## START Records for processing

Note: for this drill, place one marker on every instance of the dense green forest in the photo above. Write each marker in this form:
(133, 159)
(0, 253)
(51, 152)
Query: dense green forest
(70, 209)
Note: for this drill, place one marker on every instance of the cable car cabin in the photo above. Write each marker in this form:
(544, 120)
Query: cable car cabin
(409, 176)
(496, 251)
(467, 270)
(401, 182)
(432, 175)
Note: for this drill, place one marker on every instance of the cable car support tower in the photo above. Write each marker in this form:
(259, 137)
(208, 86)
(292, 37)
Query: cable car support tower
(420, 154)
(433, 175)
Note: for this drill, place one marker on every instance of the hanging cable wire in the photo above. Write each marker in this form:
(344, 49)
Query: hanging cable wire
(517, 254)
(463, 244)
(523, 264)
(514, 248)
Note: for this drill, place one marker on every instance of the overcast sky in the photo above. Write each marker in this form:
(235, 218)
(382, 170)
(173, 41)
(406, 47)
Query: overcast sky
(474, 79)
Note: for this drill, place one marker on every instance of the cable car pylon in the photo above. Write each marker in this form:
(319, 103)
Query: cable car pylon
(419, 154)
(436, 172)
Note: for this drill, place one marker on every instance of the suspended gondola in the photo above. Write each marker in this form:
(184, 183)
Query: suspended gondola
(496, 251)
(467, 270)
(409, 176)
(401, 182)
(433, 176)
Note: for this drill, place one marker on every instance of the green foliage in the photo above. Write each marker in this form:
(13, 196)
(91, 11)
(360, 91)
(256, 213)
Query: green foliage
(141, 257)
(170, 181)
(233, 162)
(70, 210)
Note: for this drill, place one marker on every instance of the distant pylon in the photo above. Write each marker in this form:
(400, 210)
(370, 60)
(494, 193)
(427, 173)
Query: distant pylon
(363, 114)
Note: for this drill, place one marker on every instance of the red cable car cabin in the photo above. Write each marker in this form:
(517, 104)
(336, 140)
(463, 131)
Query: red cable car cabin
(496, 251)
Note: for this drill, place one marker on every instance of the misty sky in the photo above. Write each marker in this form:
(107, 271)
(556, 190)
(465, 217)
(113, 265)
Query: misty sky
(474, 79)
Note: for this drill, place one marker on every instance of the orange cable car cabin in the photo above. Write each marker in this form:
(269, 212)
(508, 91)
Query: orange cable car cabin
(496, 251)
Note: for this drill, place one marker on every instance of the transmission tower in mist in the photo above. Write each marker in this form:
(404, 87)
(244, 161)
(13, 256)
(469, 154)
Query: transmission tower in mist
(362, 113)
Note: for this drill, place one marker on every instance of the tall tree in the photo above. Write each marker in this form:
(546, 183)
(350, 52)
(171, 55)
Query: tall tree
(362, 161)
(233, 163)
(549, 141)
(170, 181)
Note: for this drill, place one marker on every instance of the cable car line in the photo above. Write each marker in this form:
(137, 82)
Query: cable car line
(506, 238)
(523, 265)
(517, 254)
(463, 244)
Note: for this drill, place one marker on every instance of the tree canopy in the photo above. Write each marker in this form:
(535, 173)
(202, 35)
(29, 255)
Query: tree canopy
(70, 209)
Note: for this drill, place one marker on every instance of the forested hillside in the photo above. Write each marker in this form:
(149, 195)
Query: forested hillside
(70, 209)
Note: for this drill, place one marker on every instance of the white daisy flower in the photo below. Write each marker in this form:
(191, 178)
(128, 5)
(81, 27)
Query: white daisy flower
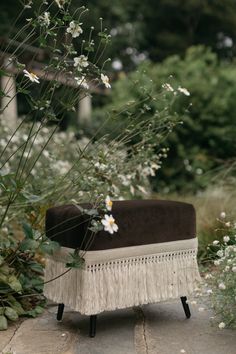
(221, 325)
(108, 203)
(215, 242)
(184, 91)
(31, 76)
(220, 253)
(105, 80)
(74, 29)
(109, 224)
(168, 87)
(81, 62)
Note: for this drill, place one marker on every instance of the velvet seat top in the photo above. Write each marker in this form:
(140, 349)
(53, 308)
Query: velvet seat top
(140, 222)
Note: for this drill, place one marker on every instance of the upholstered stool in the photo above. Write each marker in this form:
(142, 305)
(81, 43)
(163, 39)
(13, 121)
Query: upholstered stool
(151, 258)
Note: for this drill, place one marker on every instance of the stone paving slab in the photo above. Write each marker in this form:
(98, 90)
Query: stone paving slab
(152, 329)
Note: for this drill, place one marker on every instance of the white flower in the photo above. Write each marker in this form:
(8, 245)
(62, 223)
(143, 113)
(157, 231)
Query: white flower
(60, 3)
(201, 309)
(31, 76)
(184, 91)
(215, 242)
(222, 286)
(81, 62)
(108, 203)
(105, 80)
(221, 325)
(45, 19)
(193, 302)
(208, 276)
(217, 262)
(226, 239)
(75, 29)
(109, 224)
(220, 253)
(81, 81)
(168, 87)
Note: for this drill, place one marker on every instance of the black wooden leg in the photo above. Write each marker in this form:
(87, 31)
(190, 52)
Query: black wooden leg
(185, 306)
(60, 312)
(92, 329)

## END Records for processing

## Objective:
Skip the pictures and transcribe the rest of the records exactly.

## Output of the exercise:
Note: for this drill, place one marker on every instance of the dense green forest in the photo above. Write each marker in this form:
(133, 159)
(0, 253)
(51, 152)
Query: dense green forest
(70, 209)
Note: for this drill, place one marker on every instance of the cable car cabin in the photo above. Write each marker in this form:
(544, 120)
Query: cable car cabin
(409, 176)
(496, 251)
(467, 270)
(401, 182)
(432, 175)
Note: for this drill, place one marker on every instance of the cable car support tower in the photo above. Write each marker in this form:
(259, 137)
(208, 86)
(292, 37)
Query: cable car support tower
(420, 154)
(433, 175)
Note: for this drill, place one marker on every instance of the hanging cable wire in the photo above. Write each marker in this form:
(344, 49)
Query: hanging cable wire
(517, 254)
(463, 244)
(523, 264)
(514, 248)
Note: for this drill, place one marker on every instance of the overcast sky in the photo above. Write each marker in this form:
(235, 218)
(382, 170)
(173, 41)
(406, 47)
Query: overcast sky
(474, 79)
Note: for this drill, place one marker on every instance of the cable car pylon in the photo above. Write each marker in this form:
(319, 103)
Query: cable car pylon
(419, 154)
(436, 172)
Note: for this drill, place one marker on every instance of the suspended gondola in the photo above. Write each marker in this form:
(184, 183)
Query: suspended gondola
(496, 251)
(467, 270)
(409, 176)
(401, 182)
(433, 176)
Note: for this drill, place one marker on every instance of the green foliage in the photo above. Write each marker in this form:
(13, 196)
(91, 11)
(360, 91)
(256, 213)
Query: green foliage
(141, 257)
(170, 181)
(233, 162)
(70, 210)
Note: for this drill, place one marker on every instance of the distant pylon in the photo above. Write each marker in this form:
(400, 210)
(370, 60)
(494, 193)
(427, 173)
Query: distant pylon
(363, 114)
Note: for this drill, place one marker on every instance of the red cable car cabin in the photo above. Write each marker in this form:
(517, 104)
(336, 140)
(463, 131)
Query: red cable car cabin
(496, 251)
Note: for this drill, place one marker on every instance of the misty sky in the photo above. Write each marker in this form:
(107, 271)
(556, 190)
(465, 217)
(113, 265)
Query: misty sky
(474, 79)
Note: for this drill, place one marker on every instance of the orange cable car cabin in the photo above. Write each marker in this form:
(269, 212)
(508, 91)
Query: orange cable car cabin
(496, 251)
Note: for this drill, place one marker on every instance of the transmission tower in mist in the photo above. Write each marker in this form:
(404, 87)
(244, 161)
(13, 256)
(469, 154)
Query: transmission tower in mist
(362, 113)
Note: for this drill, place one marker on every instance of the tall tree in the photo above. Write each marker in this form:
(546, 183)
(350, 52)
(171, 55)
Query: tall tree
(362, 161)
(233, 163)
(549, 141)
(170, 181)
Note: for this drill, place one marker on every instance of the cable car line in the photo above. Write each marker in this form:
(137, 82)
Query: cable car line
(506, 238)
(523, 265)
(517, 254)
(463, 244)
Note: for this drill, place one marker on every instance of the tree canopy in the photo above. Write each marker in this form:
(535, 173)
(202, 35)
(29, 255)
Query: tree canopy
(70, 209)
Note: for this drill, place one marker on every instance of the forested hillside in the photo above. Write each marker in this form:
(149, 195)
Query: forested hillside
(70, 209)
Note: for this drill, place one marker on every instance of the white daisy flower in the photo below. Write each marker in this form:
(191, 178)
(128, 5)
(81, 27)
Query: white daisy flower
(221, 325)
(108, 203)
(215, 242)
(184, 91)
(31, 76)
(220, 253)
(105, 80)
(74, 29)
(109, 224)
(168, 87)
(81, 62)
Note: for this drill, place one marker on every instance of the velvet seat top in the photo above. Write each marker in this form:
(140, 349)
(53, 308)
Query: velvet seat top
(140, 222)
Note: for this drill, place one marker on every instance of the upholstered stool in the photo above. Write each marker in this form:
(142, 305)
(81, 43)
(163, 39)
(13, 121)
Query: upholstered stool
(151, 258)
Note: for this drill, place one marker on every instance of the stone paving slab in the photo above. Write each marker in this form:
(98, 90)
Query: stone paving slab
(152, 329)
Note: for this drill, place one marker on every instance of the white flower in the photo above. Write each marker in this form:
(8, 245)
(62, 223)
(143, 113)
(157, 231)
Query: white flower
(60, 3)
(201, 309)
(31, 76)
(184, 91)
(215, 242)
(222, 286)
(81, 62)
(108, 203)
(105, 80)
(221, 325)
(45, 19)
(193, 302)
(208, 276)
(217, 262)
(226, 239)
(75, 29)
(109, 224)
(220, 253)
(81, 81)
(168, 87)
Note: for this drill, place one marker on every instance of the black wooden leg in the photo above. Write each marker in this form:
(87, 31)
(190, 52)
Query: black wooden leg
(185, 306)
(60, 312)
(92, 329)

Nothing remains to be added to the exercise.